> _INSTRUCTIONS TO FOLLOW_: All that is wanted is a word-for-word copy of the line with "of the disc" and every line after it in the data below.

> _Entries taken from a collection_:
⟨

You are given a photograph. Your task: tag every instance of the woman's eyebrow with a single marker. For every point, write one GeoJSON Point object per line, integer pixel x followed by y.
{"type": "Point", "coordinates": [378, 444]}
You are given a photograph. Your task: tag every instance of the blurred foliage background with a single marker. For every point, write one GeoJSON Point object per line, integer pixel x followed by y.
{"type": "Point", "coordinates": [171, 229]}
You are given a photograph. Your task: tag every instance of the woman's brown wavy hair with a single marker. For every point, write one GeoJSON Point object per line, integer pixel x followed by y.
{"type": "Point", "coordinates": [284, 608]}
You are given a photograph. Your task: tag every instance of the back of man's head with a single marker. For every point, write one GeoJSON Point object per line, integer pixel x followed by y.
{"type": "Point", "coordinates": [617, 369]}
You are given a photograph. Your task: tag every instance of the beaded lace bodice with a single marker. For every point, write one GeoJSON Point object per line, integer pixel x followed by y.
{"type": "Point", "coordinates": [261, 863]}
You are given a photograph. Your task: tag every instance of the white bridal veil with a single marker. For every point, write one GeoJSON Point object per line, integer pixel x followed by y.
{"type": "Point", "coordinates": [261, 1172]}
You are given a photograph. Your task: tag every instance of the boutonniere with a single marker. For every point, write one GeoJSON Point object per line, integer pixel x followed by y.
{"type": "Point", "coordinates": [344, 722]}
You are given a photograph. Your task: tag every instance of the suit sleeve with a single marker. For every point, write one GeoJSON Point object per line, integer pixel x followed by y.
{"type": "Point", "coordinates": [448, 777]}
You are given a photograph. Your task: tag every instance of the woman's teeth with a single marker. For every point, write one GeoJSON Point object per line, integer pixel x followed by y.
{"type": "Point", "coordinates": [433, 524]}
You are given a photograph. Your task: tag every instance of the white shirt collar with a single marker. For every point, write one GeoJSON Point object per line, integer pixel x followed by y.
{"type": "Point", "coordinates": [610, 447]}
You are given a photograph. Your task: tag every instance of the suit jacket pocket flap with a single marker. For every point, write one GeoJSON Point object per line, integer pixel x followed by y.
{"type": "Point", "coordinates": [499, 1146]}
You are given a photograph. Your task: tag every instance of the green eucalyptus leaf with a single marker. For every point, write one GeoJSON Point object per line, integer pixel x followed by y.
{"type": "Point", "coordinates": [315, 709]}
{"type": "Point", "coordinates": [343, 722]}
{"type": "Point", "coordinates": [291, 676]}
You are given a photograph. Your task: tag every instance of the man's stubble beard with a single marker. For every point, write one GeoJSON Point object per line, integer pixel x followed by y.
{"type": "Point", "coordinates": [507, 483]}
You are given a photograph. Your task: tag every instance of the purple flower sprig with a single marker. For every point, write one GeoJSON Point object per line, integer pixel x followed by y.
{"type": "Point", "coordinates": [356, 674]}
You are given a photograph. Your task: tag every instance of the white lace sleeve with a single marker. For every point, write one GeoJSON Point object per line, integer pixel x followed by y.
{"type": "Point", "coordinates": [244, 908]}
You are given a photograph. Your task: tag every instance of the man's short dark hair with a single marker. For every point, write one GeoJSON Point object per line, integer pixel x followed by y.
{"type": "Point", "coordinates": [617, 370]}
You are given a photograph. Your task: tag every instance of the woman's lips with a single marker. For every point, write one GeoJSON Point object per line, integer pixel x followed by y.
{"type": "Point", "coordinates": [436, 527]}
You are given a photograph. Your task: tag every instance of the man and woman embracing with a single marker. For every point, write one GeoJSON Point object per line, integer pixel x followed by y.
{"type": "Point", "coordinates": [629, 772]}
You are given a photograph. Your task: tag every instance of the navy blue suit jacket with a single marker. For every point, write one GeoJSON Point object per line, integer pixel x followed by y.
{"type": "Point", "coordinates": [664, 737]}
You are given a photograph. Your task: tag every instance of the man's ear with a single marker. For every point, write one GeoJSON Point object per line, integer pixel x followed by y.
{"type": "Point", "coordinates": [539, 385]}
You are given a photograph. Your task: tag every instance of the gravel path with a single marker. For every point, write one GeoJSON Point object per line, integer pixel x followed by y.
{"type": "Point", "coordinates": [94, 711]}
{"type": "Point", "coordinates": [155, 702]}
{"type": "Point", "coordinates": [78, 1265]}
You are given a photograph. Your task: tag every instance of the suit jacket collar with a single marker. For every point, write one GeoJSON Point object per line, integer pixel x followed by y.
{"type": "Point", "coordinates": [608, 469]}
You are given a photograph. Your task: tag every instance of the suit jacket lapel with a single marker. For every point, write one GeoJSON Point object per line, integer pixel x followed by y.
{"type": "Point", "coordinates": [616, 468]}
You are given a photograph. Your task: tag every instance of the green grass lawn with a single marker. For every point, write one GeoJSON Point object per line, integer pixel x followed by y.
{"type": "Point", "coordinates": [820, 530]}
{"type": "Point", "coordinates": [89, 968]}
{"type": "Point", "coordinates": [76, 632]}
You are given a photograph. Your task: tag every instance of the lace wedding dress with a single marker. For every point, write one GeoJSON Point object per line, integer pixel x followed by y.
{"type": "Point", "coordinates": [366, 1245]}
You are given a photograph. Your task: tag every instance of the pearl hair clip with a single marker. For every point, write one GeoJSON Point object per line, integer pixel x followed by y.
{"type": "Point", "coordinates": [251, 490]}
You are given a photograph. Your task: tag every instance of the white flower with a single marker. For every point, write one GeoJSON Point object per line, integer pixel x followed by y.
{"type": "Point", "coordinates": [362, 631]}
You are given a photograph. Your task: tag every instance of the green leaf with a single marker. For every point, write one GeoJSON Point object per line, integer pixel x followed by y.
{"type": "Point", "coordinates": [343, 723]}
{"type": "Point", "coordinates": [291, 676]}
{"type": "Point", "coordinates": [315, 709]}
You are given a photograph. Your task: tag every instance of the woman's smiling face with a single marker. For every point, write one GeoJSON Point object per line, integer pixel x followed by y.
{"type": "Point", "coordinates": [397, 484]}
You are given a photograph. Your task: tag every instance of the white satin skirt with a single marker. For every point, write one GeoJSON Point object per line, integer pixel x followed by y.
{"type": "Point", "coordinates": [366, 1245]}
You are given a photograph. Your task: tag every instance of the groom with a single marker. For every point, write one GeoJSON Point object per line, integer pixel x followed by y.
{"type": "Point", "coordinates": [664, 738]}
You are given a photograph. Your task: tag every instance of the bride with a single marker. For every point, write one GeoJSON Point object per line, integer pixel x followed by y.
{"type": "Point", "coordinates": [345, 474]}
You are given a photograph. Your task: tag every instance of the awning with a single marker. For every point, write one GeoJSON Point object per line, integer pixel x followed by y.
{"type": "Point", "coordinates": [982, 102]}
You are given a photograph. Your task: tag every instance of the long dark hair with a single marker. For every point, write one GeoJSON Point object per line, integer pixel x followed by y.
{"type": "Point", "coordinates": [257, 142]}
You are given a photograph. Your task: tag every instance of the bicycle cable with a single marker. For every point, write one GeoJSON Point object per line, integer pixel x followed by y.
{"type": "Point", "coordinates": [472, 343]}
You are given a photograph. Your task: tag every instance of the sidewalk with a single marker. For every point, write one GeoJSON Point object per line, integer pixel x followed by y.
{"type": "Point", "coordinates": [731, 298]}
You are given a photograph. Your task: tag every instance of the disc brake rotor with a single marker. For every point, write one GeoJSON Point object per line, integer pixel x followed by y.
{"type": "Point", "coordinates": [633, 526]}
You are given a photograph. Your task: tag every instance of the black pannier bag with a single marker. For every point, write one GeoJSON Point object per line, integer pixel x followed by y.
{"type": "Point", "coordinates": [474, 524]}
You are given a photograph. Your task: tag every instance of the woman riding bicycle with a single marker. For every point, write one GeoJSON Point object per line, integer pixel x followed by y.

⟩

> _TASK ANSWER_:
You are given a photograph. Your task: tag every instance of the disc brake rotor with a single marker. For every point, write one GeoJSON Point object per line, integer pixel x followed by y.
{"type": "Point", "coordinates": [633, 526]}
You are given a photograph. Your task: tag every instance of the black pannier bag with a single marker. For every point, write one GeoJSON Point object per line, integer pixel x followed by y.
{"type": "Point", "coordinates": [474, 524]}
You are given a photograph. Your task: tag every instance of the woman riding bicycle with a single marker. For every point, write one GeoJSON Point object per line, integer pixel x followed by y.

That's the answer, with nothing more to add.